__Data__:
════════════════

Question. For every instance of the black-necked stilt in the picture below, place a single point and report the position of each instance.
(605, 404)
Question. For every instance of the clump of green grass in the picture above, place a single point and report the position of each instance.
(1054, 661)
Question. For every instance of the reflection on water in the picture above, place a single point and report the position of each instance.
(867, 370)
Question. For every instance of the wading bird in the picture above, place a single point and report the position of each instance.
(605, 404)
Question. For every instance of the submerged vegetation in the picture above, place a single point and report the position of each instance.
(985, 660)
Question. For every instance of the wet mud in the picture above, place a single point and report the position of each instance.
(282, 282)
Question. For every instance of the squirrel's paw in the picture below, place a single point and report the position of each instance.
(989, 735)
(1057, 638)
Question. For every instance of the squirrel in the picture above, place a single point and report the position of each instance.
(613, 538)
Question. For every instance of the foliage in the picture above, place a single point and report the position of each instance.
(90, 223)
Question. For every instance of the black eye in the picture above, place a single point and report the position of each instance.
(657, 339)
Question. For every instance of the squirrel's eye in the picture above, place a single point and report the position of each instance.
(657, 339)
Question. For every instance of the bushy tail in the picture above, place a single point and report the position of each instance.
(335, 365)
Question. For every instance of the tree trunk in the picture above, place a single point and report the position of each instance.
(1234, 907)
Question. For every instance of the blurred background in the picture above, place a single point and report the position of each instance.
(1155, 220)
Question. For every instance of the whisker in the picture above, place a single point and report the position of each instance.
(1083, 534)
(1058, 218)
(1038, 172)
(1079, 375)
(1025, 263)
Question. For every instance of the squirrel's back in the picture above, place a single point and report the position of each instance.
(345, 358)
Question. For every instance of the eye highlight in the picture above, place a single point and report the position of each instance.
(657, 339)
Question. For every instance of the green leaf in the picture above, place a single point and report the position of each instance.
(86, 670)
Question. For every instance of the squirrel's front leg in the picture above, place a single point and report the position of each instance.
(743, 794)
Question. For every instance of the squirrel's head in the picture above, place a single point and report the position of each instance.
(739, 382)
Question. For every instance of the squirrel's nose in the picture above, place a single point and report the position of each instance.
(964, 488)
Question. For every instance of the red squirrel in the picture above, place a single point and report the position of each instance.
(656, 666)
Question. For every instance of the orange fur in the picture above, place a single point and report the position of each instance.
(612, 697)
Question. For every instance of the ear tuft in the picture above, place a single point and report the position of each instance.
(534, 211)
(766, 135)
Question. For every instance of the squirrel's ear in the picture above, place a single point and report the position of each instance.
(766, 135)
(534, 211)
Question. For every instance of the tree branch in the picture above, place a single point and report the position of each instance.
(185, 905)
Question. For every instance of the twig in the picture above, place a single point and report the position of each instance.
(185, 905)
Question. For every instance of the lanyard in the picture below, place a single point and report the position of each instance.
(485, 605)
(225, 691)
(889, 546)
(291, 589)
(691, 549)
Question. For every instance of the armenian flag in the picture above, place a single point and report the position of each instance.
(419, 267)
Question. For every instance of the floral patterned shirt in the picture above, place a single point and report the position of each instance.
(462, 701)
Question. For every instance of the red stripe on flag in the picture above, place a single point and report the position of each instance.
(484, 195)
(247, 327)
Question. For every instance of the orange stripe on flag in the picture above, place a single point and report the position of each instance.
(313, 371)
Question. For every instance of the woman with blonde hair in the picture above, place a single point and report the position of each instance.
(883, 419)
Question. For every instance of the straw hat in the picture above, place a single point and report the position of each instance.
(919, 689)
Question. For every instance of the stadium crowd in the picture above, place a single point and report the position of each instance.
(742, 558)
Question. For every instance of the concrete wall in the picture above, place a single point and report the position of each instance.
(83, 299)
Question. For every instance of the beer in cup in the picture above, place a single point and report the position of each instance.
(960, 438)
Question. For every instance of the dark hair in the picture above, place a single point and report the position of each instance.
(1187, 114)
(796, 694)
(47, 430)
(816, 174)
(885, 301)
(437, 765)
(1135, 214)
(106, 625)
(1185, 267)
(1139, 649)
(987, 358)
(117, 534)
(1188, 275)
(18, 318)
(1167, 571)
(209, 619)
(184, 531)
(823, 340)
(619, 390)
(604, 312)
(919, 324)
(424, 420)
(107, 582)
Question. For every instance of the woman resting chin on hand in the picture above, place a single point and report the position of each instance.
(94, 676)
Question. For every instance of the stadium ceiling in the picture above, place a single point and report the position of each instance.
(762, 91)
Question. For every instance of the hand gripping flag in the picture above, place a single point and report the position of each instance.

════════════════

__What you will do__: Scale the part of the material that opens with the line containing "Question. For every instance of the wet" and closes with the line containing "(1057, 638)". Rewrite every line of it unchanged except the point coordinates, which should each be multiplied by 0.5 and rounded to a whole number, with halves rounding up.

__Answer to the task__:
Question. For every instance of the wet mud in the picture above, place a single point and report the position of each instance.
(141, 141)
Question. For every instance of the squirrel's paw in the picture below, place a single point and report the position of each instance.
(495, 368)
(529, 319)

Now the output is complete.